>> begin
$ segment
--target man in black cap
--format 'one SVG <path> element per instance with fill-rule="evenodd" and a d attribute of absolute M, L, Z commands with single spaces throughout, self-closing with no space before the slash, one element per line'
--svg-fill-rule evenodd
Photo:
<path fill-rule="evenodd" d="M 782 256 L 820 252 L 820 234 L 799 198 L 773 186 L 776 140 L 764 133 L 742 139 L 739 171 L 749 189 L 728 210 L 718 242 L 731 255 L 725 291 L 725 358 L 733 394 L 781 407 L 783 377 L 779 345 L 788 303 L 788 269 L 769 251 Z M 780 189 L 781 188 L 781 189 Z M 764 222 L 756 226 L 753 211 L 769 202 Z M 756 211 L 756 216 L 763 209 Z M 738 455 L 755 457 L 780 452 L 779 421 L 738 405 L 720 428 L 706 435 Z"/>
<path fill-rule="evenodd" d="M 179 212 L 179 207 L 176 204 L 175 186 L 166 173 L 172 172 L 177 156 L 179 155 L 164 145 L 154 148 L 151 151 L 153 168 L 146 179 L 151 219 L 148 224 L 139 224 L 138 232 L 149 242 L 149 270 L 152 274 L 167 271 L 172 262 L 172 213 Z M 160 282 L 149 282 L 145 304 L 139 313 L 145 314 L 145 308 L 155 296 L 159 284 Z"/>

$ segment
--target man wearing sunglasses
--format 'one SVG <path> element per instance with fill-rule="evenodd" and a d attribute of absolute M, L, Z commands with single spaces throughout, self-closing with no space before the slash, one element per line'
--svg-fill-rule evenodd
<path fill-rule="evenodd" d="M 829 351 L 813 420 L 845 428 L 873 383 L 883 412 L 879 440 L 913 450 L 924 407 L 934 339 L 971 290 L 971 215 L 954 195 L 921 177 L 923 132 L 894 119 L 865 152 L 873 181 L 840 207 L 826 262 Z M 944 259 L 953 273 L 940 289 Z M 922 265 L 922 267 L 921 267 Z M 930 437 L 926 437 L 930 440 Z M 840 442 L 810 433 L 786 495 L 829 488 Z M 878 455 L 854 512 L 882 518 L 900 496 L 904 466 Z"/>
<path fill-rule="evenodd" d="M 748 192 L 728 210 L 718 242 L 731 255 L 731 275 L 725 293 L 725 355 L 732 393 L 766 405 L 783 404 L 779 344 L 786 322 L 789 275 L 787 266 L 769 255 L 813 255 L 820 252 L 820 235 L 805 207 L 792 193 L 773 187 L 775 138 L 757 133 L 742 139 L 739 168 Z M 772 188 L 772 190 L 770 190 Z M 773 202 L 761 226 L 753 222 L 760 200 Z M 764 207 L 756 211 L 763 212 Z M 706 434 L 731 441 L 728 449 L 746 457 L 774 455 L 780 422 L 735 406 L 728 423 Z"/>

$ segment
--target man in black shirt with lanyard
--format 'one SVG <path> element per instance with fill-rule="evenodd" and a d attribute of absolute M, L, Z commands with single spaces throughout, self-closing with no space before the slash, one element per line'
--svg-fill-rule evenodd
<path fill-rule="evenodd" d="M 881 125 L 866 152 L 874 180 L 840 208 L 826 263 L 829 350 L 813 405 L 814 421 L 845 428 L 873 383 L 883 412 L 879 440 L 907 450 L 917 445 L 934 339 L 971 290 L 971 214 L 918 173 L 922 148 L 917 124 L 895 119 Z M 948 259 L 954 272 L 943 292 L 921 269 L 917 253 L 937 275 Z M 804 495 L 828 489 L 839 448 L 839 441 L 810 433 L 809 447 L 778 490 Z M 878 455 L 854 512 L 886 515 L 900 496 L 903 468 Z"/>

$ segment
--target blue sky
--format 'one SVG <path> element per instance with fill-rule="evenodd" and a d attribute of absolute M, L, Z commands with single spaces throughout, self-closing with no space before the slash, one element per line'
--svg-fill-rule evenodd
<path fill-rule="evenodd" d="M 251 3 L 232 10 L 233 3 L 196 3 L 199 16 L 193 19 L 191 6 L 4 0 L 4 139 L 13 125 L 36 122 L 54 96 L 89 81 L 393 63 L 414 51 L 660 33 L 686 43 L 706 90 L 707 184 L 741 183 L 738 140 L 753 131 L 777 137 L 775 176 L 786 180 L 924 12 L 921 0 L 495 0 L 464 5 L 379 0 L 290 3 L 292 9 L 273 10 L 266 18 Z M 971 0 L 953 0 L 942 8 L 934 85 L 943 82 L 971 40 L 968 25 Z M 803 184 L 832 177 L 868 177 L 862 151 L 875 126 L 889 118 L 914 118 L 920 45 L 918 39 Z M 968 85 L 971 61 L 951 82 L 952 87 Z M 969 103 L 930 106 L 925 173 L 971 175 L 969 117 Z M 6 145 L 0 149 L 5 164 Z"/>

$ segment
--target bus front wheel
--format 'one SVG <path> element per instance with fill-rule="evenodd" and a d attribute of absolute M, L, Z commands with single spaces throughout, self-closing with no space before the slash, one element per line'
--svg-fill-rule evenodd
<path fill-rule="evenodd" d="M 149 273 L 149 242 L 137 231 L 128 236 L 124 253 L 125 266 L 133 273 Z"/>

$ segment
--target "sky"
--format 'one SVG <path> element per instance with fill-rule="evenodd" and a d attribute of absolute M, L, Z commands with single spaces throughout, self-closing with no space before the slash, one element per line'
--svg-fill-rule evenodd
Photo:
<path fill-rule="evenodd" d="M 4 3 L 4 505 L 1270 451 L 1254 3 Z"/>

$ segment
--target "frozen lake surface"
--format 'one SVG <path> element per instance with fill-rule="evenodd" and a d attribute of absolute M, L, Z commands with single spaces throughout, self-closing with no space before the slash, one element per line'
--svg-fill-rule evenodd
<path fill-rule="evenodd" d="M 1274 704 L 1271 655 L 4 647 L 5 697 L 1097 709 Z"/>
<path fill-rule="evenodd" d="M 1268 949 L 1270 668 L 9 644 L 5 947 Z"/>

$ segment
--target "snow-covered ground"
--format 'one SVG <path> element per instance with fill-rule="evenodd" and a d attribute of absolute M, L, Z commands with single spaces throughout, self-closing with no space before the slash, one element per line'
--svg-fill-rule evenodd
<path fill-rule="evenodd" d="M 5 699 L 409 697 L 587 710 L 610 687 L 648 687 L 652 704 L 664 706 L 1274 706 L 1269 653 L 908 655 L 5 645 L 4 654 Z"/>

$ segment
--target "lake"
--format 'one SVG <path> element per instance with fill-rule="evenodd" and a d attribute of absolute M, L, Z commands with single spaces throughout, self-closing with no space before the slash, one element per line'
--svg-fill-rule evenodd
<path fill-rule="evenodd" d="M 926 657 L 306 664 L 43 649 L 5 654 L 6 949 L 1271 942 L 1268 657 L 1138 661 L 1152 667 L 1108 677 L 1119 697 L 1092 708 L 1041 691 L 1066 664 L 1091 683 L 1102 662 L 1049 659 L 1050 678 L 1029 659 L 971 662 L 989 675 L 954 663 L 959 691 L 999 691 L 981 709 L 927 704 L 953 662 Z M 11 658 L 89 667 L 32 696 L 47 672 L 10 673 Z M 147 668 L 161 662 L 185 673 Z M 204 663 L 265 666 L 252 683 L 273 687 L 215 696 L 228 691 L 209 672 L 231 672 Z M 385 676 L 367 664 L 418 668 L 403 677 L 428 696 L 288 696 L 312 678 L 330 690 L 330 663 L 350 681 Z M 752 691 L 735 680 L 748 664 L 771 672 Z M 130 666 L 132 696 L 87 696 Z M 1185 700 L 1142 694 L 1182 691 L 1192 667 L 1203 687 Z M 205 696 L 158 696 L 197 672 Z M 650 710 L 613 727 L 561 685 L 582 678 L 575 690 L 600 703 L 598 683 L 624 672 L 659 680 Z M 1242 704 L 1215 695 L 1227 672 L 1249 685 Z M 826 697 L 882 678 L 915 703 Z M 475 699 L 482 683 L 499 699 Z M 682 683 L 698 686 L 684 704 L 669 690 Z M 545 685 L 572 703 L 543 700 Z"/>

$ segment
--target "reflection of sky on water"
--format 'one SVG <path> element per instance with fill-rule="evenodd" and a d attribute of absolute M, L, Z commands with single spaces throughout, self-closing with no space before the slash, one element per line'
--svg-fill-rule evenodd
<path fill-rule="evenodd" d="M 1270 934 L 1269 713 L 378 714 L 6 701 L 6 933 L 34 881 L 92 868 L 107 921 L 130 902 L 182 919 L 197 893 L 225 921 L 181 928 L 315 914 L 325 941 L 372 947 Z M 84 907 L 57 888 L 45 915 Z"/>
>> end
◆ **AIM OF THE TASK**
Copy the listing verbatim from its first line through the line containing "782 256 L 820", including both of those lines.

◆ **RESULT OF THIS TASK**
$ segment
--target man in black cap
--format 'one SVG <path> element per instance with fill-rule="evenodd" and a d attribute of absolute M, L, Z commands with single spaces throughout, self-closing with no space before the slash, one element per line'
--svg-fill-rule evenodd
Photo:
<path fill-rule="evenodd" d="M 782 256 L 820 252 L 820 234 L 799 198 L 773 186 L 776 140 L 764 133 L 742 139 L 739 171 L 749 189 L 728 210 L 718 242 L 731 255 L 725 291 L 725 358 L 733 394 L 781 407 L 783 377 L 779 345 L 788 303 L 788 269 L 769 251 Z M 780 189 L 781 188 L 781 189 Z M 764 222 L 756 226 L 753 211 L 769 202 Z M 756 211 L 756 216 L 763 209 Z M 738 455 L 755 457 L 780 452 L 779 421 L 738 405 L 720 428 L 706 435 Z"/>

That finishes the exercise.